**Stated problem 1:**
List every dish the cookbook review says the writer has bookmarked.
**Stated problem 2:**
Please write out the cookbook review from "Then there are" up to and including "loved the movie.".

[START OF Page extract]

Then there are the items I have bookmarked like prawns with bacon mayo (you know me and bacon), Instant Fondue with roast vegetables, Thai Lobster curry, salt and pepper squid and chips (the long matchstick chips are very cute), Lavender Panna cotta with Lavender shards, White chocolate mojito cheesecakes and probably my favourite named tart: the Forrest Gump tart for Mr NQN who loved the movie.

forrest gump cake

Forrest Gump tart. Life is like a box of chocolates no?

One thing that is different with this cookbook is that every single recipe has a large picture right next to it. You’ve probably heard me gristle about photos and I’m a visual person and the first thing that sets off my food lust is photographs. It’s a very simple process for me: if it makes my mouth water, I want to make it and I post it note it straight away. So fellow food porn afficianados this is good stuff indeed. Photos have clean, clear styling which is simple.

flower pizza

A Summer pizza

Chapters are organised by ingredient e.g. eggs, cheese, pasta, fish etc although there is a separate chapter for starters, breakfasts, vegetarian, low fat , desserts and ices. There aren’t any cooking or prep times though all recipes are designed to be quick and easy (hence the name). For ideas and quick ones at that and ones that are entirely doable and don’t require extraordinary cooking skills, this is a fantastic book.

[END OF Page extract]
[START OF Supplied entries]

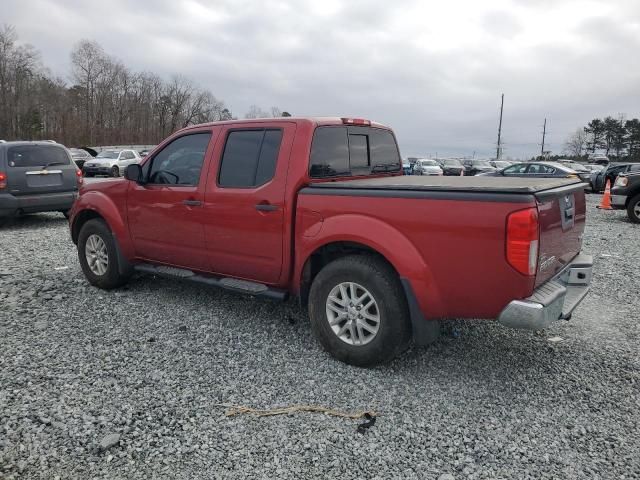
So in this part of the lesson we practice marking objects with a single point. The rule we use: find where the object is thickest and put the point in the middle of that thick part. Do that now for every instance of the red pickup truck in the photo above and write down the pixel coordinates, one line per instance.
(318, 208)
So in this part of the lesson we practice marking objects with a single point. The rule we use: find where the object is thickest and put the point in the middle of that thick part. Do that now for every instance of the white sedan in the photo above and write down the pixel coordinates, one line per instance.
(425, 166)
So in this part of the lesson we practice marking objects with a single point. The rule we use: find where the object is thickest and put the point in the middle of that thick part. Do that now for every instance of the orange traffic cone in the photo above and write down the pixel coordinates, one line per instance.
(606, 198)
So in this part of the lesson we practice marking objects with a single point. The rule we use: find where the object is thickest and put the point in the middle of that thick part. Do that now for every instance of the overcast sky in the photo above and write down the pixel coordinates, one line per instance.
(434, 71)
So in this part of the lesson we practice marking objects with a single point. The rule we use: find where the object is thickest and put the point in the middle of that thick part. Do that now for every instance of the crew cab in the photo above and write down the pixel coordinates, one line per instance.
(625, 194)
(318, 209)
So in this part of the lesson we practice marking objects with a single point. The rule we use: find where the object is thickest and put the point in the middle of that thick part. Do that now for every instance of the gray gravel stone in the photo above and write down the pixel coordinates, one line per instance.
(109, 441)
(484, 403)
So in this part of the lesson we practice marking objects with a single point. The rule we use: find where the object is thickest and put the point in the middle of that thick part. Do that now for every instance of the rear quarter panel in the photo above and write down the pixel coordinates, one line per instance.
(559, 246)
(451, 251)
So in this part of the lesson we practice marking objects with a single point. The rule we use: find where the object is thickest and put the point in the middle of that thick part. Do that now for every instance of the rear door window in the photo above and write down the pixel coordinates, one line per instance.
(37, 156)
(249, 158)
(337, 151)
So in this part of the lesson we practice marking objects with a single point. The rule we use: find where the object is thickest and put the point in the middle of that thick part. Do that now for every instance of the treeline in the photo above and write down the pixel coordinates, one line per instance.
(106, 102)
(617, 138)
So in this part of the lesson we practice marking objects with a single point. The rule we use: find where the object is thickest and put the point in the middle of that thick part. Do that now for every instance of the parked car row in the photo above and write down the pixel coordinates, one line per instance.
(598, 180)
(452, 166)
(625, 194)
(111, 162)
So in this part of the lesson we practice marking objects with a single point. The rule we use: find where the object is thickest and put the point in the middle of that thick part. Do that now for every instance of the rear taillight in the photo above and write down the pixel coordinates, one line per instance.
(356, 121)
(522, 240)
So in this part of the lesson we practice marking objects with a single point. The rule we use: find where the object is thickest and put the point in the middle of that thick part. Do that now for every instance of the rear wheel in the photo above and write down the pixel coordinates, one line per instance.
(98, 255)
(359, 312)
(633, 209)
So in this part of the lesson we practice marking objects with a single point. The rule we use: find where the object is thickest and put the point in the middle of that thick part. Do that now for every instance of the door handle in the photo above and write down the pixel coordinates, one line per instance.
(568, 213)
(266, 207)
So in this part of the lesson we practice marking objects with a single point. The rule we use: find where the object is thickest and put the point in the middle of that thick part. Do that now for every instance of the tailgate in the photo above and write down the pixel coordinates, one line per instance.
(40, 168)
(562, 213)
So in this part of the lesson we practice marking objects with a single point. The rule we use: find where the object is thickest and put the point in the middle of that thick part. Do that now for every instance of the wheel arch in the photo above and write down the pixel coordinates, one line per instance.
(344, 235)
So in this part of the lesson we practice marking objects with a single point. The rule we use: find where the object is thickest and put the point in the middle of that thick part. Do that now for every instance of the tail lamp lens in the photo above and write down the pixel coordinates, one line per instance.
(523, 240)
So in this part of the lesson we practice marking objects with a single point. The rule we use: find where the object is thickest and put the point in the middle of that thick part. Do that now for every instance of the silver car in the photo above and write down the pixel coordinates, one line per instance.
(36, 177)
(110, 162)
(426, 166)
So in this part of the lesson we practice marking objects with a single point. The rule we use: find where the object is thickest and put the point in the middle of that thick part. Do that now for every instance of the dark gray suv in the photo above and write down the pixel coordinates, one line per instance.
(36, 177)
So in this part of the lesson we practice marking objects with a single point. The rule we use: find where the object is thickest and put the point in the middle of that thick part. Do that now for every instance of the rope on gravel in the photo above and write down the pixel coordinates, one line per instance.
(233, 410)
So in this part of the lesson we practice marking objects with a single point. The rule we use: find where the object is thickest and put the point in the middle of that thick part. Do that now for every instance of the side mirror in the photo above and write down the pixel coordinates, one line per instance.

[END OF Supplied entries]

**Exercise answer 1:**
- Prawns with bacon mayo
- Instant Fondue with roast vegetables
- Thai Lobster curry
- Salt and pepper squid and chips
- Lavender Panna cotta with Lavender shards
- White chocolate mojito cheesecakes
- Forrest Gump tart

**Exercise answer 2:**
Then there are the items I have bookmarked like prawns with bacon mayo (you know me and bacon), Instant Fondue with roast vegetables, Thai Lobster curry, salt and pepper squid and chips (the long matchstick chips are very cute), Lavender Panna cotta with Lavender shards, White chocolate mojito cheesecakes and probably my favourite named tart: the Forrest Gump tart for Mr NQN who loved the movie.